- **Required work**
Set down each line of the data exactly, but not the pictures.

- **Source data**

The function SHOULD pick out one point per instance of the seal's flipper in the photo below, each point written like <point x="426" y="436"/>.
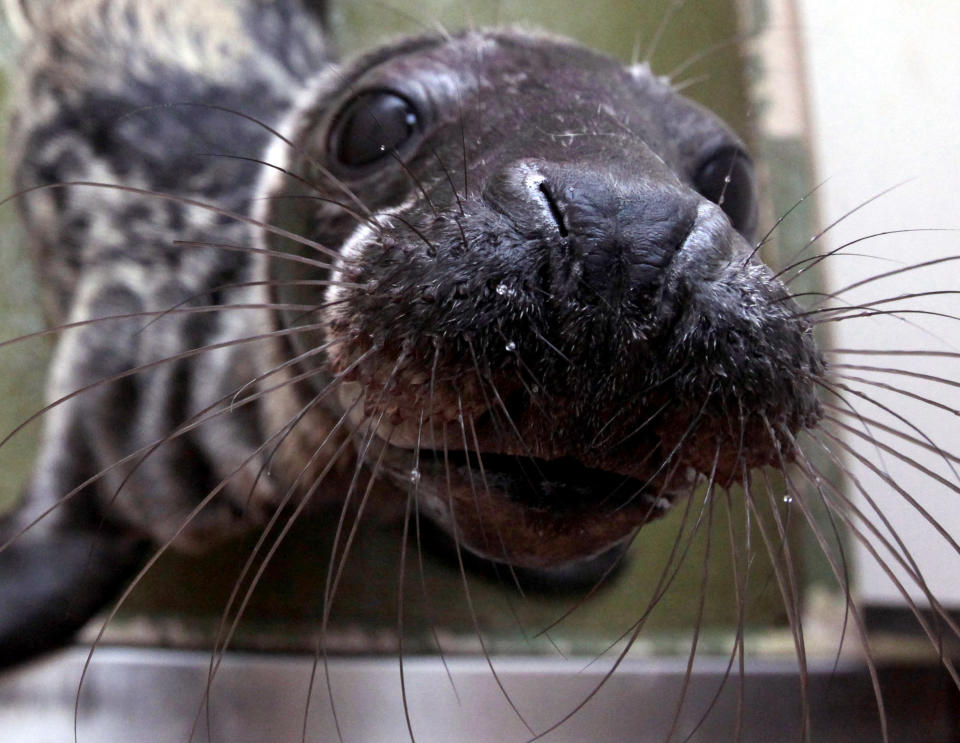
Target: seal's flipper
<point x="52" y="582"/>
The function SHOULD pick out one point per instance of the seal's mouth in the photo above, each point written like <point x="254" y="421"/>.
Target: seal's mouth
<point x="526" y="510"/>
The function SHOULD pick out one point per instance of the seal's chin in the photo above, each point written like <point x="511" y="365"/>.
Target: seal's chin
<point x="527" y="511"/>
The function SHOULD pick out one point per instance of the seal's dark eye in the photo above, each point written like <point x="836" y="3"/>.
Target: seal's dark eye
<point x="370" y="127"/>
<point x="726" y="178"/>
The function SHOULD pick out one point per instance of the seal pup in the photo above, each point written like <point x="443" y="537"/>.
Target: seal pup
<point x="540" y="327"/>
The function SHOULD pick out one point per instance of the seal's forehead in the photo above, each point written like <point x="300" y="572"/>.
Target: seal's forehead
<point x="501" y="73"/>
<point x="508" y="61"/>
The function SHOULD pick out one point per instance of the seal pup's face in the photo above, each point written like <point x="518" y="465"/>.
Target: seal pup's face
<point x="545" y="319"/>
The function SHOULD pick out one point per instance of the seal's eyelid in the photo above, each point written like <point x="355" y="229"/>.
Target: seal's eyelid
<point x="725" y="177"/>
<point x="371" y="127"/>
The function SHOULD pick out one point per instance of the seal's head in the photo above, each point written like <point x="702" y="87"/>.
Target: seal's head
<point x="544" y="316"/>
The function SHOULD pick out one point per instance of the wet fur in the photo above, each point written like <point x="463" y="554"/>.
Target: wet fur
<point x="268" y="426"/>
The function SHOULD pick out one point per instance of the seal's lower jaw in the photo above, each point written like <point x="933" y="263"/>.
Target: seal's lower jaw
<point x="526" y="511"/>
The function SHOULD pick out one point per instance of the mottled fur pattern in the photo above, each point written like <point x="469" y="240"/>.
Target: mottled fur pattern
<point x="126" y="117"/>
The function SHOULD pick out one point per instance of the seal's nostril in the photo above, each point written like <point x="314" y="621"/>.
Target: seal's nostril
<point x="555" y="211"/>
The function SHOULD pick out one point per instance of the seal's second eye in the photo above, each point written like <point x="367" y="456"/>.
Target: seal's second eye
<point x="374" y="125"/>
<point x="726" y="178"/>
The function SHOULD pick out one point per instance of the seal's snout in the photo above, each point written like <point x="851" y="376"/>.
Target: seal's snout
<point x="604" y="236"/>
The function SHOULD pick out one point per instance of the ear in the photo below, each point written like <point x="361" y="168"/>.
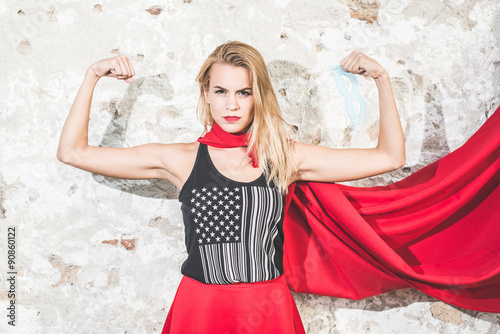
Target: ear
<point x="205" y="93"/>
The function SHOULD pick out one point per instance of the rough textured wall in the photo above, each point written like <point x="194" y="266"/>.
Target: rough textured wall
<point x="102" y="255"/>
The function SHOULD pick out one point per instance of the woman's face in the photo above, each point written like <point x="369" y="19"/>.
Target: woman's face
<point x="230" y="97"/>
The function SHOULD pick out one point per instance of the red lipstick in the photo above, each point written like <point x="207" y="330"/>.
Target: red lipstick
<point x="231" y="118"/>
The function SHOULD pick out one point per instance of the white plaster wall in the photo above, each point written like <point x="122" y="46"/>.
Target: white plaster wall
<point x="98" y="255"/>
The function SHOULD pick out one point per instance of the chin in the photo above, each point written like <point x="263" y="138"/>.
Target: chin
<point x="233" y="128"/>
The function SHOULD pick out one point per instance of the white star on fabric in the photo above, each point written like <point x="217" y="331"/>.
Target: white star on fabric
<point x="218" y="211"/>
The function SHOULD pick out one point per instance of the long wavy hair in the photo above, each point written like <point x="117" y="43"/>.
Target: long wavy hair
<point x="268" y="136"/>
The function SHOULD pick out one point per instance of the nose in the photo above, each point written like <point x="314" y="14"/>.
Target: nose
<point x="232" y="103"/>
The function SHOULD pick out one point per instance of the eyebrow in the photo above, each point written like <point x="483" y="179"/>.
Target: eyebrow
<point x="239" y="90"/>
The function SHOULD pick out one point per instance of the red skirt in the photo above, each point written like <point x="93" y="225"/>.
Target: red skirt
<point x="260" y="307"/>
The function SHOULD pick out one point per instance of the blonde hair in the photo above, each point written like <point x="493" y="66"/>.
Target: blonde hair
<point x="268" y="137"/>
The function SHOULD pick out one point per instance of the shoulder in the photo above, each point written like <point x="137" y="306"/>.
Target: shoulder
<point x="178" y="159"/>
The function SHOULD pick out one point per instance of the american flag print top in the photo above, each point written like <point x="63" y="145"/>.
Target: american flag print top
<point x="234" y="230"/>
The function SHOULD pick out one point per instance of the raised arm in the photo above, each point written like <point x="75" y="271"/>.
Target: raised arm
<point x="149" y="161"/>
<point x="315" y="163"/>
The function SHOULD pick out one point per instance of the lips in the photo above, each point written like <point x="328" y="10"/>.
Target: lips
<point x="231" y="118"/>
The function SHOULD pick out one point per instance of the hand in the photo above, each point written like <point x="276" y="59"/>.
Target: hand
<point x="359" y="63"/>
<point x="117" y="67"/>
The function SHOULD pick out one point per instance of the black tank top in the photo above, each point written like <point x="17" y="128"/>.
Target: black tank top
<point x="234" y="230"/>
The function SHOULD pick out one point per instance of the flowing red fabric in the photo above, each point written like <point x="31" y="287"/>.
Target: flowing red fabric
<point x="437" y="230"/>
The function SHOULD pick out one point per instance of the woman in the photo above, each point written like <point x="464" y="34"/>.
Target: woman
<point x="232" y="181"/>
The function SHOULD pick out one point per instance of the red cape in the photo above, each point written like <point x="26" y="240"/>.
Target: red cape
<point x="437" y="230"/>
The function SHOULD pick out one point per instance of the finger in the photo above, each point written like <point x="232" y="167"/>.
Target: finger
<point x="126" y="64"/>
<point x="348" y="63"/>
<point x="120" y="68"/>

- **Answer to this exercise**
The function SHOULD pick out one point per instance of the seal's flipper in the photo below, each point written like <point x="426" y="436"/>.
Target: seal's flipper
<point x="52" y="582"/>
The function SHOULD pick out one point per instance of the seal's mouth in the photo above, each point written like <point x="254" y="421"/>.
Target: seal's mouth
<point x="526" y="510"/>
The function SHOULD pick out one point per instance of the seal's chin in the photo above, each point written like <point x="511" y="365"/>.
Target: seal's chin
<point x="527" y="511"/>
The function SHOULD pick out one point per instance of the seal's dark eye in the photo above, each point written like <point x="836" y="3"/>.
Target: seal's dark eye
<point x="370" y="127"/>
<point x="726" y="178"/>
The function SHOULD pick out one point per instance of the seal pup in the photo above, each point written like <point x="443" y="537"/>.
Target: seal pup
<point x="540" y="327"/>
The function SHOULD pick out one point per instance of the seal's forehead in the photo above, each point written like <point x="300" y="572"/>.
Target: seal's forehead
<point x="501" y="73"/>
<point x="508" y="61"/>
The function SHOULD pick out one point per instance of the seal pup's face in the photo above, each point written like <point x="518" y="465"/>.
Target: seal pup's face
<point x="545" y="319"/>
The function SHOULD pick out one point per instance of the seal's eyelid in the photo above, each point written like <point x="355" y="229"/>.
Target: seal's eyelid
<point x="725" y="177"/>
<point x="371" y="127"/>
The function SHOULD pick out one point per instance of the seal's head in the photo above, each point written like <point x="702" y="87"/>.
Target: seal's head
<point x="544" y="316"/>
The function SHOULD pick out one point per instance of the wet fur in the photo above, each point written like <point x="463" y="554"/>.
Target: wet fur
<point x="268" y="426"/>
The function SHOULD pick out one point per instance of the seal's lower jaw in the photo above, each point written like <point x="933" y="263"/>.
Target: seal's lower jaw
<point x="526" y="511"/>
The function SHOULD pick out one point per instance of the mottled fur pattern in the photo above, each point written like <point x="469" y="240"/>.
Target: mottled fur pattern
<point x="126" y="117"/>
The function SHOULD pick out one point per instance of the seal's nostril in the photo above, each point written like <point x="314" y="621"/>.
Target: seal's nostril
<point x="555" y="211"/>
The function SHOULD pick out one point per instance of the seal's second eye in the photo above, each point written like <point x="367" y="456"/>.
Target: seal's second eye
<point x="374" y="125"/>
<point x="726" y="178"/>
The function SHOULD pick out one point per instance of the seal's snout in the photo above, each point written like <point x="851" y="376"/>.
Target: seal's snout
<point x="604" y="236"/>
The function SHOULD pick out one point per instance of the ear in the photo below, each point written like <point x="361" y="168"/>.
Target: ear
<point x="205" y="93"/>
The function SHOULD pick out one point per instance of the rough textured wall in the photo above, each point written like <point x="194" y="266"/>.
Target: rough textured wall
<point x="102" y="255"/>
The function SHOULD pick out one point per instance of the woman's face in the photo above, each point written like <point x="369" y="19"/>.
Target: woman's face
<point x="230" y="97"/>
The function SHOULD pick out one point per instance of the red lipstick in the photo above, each point written like <point x="207" y="330"/>.
Target: red lipstick
<point x="231" y="118"/>
The function SHOULD pick out one point per instance of the white plaster wall in the photo above, each point written like <point x="122" y="46"/>.
Target: white plaster wall
<point x="98" y="255"/>
The function SHOULD pick out one point per instance of the chin in the photo above, each point written like <point x="263" y="138"/>.
Target: chin
<point x="233" y="128"/>
The function SHOULD pick out one point per instance of the white star on fabric in the photo above, each point written like <point x="217" y="331"/>.
Target: white star on fabric
<point x="218" y="211"/>
The function SHOULD pick out one point per instance of the long wavy hair in the photo above, each point written like <point x="117" y="43"/>.
Target: long wavy hair
<point x="268" y="136"/>
The function SHOULD pick out one point per instance of the nose in the photo above, each point written like <point x="314" y="14"/>.
Target: nose
<point x="232" y="103"/>
The function SHOULD pick out one point per instance of the eyebrow in the photo above, each point written like <point x="483" y="179"/>.
Target: eyebrow
<point x="239" y="90"/>
The function SHOULD pick out one point per instance of the red skirt in the photo above, each point written like <point x="93" y="225"/>.
Target: red skirt
<point x="260" y="307"/>
The function SHOULD pick out one point per instance of the blonde hair in the photo above, each point written like <point x="493" y="66"/>.
Target: blonde hair
<point x="268" y="137"/>
The function SHOULD pick out one point per instance of the shoulder in the photo above, each point written like <point x="137" y="306"/>.
Target: shoulder
<point x="178" y="159"/>
The function SHOULD pick out one point per instance of the american flag print top in the photo above, each point written like <point x="63" y="145"/>.
Target: american flag print top
<point x="234" y="230"/>
The function SHOULD pick out one point per instance of the raised arm in the photo above, each point written like <point x="75" y="271"/>.
Target: raised arm
<point x="149" y="161"/>
<point x="315" y="163"/>
The function SHOULD pick out one point per instance of the lips in the photo above, each point written like <point x="328" y="10"/>.
Target: lips
<point x="231" y="118"/>
The function SHOULD pick out one point per instance of the hand in the photo above, each point written like <point x="276" y="59"/>.
Target: hand
<point x="359" y="63"/>
<point x="117" y="67"/>
The function SHOULD pick out one point per instance of the black tank top in the photo above, each point written like <point x="17" y="128"/>.
Target: black tank top
<point x="234" y="230"/>
The function SHOULD pick out one point per instance of the flowing red fabric in the photo above, each point written like <point x="31" y="287"/>.
Target: flowing red fabric
<point x="437" y="230"/>
The function SHOULD pick out one point per instance of the woman in the photo above, each point written like <point x="464" y="34"/>.
Target: woman
<point x="232" y="181"/>
The function SHOULD pick out one point per instance of the red cape in the photo above, each point written like <point x="26" y="240"/>.
Target: red cape
<point x="437" y="230"/>
The function SHOULD pick out one point per instance of the finger in the photo above, each point written like <point x="232" y="167"/>.
Target: finger
<point x="126" y="64"/>
<point x="348" y="63"/>
<point x="120" y="68"/>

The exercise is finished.